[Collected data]
——
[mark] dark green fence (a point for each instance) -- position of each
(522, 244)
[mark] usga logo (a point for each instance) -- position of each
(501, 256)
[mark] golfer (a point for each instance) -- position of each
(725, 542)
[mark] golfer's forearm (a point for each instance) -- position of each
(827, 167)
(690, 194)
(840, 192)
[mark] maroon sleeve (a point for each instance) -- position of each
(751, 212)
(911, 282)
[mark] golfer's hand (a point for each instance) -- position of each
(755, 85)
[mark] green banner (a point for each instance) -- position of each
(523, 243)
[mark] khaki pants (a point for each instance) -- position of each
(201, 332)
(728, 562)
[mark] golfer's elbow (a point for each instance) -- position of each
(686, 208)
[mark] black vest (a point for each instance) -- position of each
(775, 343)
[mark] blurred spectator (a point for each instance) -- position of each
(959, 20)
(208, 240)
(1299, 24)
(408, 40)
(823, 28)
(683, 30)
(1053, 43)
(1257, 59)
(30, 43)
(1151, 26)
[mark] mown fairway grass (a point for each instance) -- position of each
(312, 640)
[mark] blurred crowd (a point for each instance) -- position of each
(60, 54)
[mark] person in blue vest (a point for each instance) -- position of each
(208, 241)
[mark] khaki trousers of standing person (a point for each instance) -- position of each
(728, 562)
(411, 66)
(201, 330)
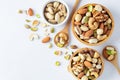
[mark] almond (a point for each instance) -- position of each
(46, 39)
(87, 64)
(108, 32)
(73, 47)
(105, 29)
(105, 54)
(77, 23)
(30, 12)
(89, 33)
(81, 75)
(83, 11)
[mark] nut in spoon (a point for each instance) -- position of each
(110, 54)
(61, 39)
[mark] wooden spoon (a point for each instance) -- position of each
(65, 30)
(113, 61)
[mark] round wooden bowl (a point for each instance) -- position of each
(79, 50)
(101, 42)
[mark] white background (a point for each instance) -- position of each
(21, 59)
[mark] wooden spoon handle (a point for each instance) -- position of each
(117, 66)
(70, 18)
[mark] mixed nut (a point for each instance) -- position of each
(55, 12)
(92, 23)
(86, 64)
(61, 39)
(109, 53)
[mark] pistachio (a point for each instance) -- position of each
(84, 28)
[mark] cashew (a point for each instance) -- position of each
(94, 60)
(82, 57)
(101, 37)
(84, 78)
(84, 20)
(96, 55)
(84, 28)
(50, 10)
(76, 58)
(88, 14)
(98, 8)
(92, 41)
(99, 31)
(109, 21)
(89, 58)
(49, 16)
(95, 74)
(57, 17)
(92, 24)
(110, 48)
(77, 30)
(63, 35)
(78, 17)
(98, 66)
(111, 57)
(56, 4)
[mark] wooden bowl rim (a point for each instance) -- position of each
(78, 50)
(75, 35)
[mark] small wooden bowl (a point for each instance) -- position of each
(101, 42)
(79, 50)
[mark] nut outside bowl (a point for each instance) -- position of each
(101, 42)
(79, 50)
(61, 1)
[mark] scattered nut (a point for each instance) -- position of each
(57, 63)
(58, 52)
(35, 23)
(30, 12)
(46, 39)
(73, 47)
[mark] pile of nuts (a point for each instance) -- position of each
(109, 53)
(92, 23)
(86, 64)
(61, 39)
(55, 12)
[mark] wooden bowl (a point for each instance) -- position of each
(80, 50)
(100, 42)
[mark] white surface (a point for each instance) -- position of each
(21, 59)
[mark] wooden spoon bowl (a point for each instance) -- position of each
(76, 53)
(114, 61)
(85, 41)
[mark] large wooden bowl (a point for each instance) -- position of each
(101, 42)
(71, 61)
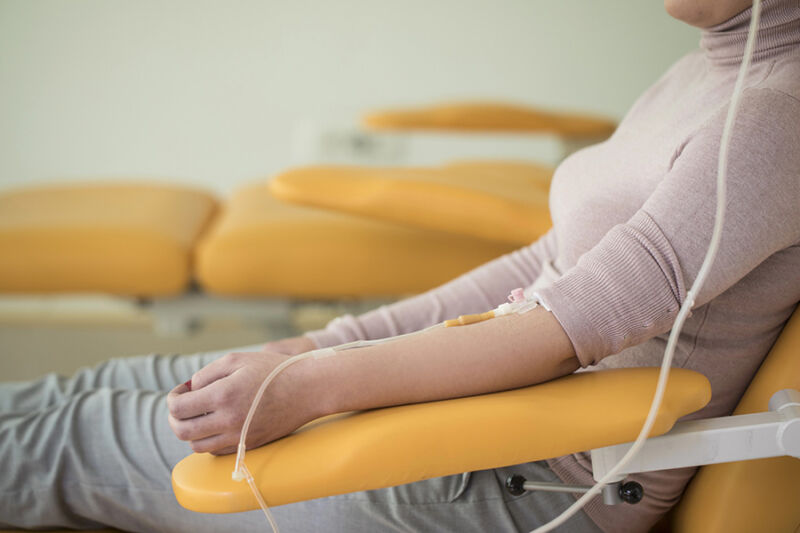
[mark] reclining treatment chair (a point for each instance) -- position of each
(153, 240)
(397, 445)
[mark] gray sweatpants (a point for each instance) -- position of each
(96, 449)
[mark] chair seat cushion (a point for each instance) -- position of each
(504, 202)
(397, 445)
(489, 116)
(119, 238)
(261, 246)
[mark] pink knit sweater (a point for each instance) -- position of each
(632, 219)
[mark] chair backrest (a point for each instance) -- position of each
(760, 495)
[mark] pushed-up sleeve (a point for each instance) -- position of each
(476, 291)
(629, 287)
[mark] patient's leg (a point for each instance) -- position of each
(147, 372)
(104, 457)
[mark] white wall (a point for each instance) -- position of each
(210, 92)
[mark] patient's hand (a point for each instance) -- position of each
(290, 346)
(210, 415)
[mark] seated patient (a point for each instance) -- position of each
(632, 219)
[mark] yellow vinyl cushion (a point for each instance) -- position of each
(398, 445)
(503, 202)
(261, 246)
(760, 495)
(490, 116)
(118, 238)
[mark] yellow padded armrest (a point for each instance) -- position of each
(489, 116)
(498, 202)
(114, 237)
(386, 447)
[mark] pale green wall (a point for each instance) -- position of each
(207, 92)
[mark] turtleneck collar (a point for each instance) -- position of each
(778, 34)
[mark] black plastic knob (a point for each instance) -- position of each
(631, 492)
(515, 484)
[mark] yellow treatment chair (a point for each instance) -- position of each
(385, 447)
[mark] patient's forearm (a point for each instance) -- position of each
(498, 354)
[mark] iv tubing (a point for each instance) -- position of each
(688, 303)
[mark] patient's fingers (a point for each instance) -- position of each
(185, 404)
(222, 367)
(198, 428)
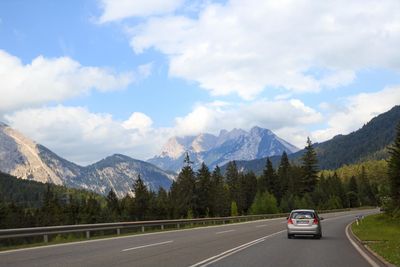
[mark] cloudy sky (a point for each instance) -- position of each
(91, 78)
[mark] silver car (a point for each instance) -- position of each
(304, 222)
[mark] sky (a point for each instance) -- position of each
(92, 78)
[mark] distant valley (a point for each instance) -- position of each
(236, 144)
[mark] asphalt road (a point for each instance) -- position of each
(261, 243)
——
* _Aim_
Starting at the line that has "[mark] patient's hand" and going through the end of the records, write out every line again, requests included. Multiply each point coordinate in the answers by 1.85 and round to whole numbers with halves going up. Leave the picture lines out.

* _Answer to the exercise_
[mark] patient's hand (a point for each instance) -- position of each
(537, 640)
(389, 768)
[mark] seated patient (a point for each instance) -- position of each
(1169, 405)
[mark] yellow vinyl cushion (a point for each instance) -- position of each
(736, 823)
(931, 374)
(483, 455)
(1406, 916)
(907, 215)
(218, 440)
[mark] yellow padded armrest (a point for each instance) -- position of each
(905, 215)
(921, 374)
(211, 438)
(714, 827)
[mark] pale green wall (a point for each instance) -- position of each
(383, 170)
[mark] turtleneck collar (a point for each instance) -- position of each
(1439, 63)
[mark] black plastic knob (a point for each instance) -- position of each
(1167, 910)
(953, 895)
[mark] yellow treatment chair (a point for each instance) -- position of each
(712, 827)
[mark] patient's forearm (a point for each instance) -- position of each
(921, 655)
[mark] iv tubing (a point for each instance) -- position of each
(1273, 561)
[mark] patient's fingers (a point for each instance) -- position of each
(342, 747)
(411, 679)
(366, 792)
[mark] cloudy sky (a point for each instance) -- position of each
(168, 144)
[mark] silver car (a point for each instance) -- position of each
(562, 411)
[mark] sky (a point for each instance) -- position of each
(170, 144)
[mark] distant valley (a point for each instance) -- position of each
(437, 266)
[mark] asphalt road (a point for each instance) -- position of each
(483, 450)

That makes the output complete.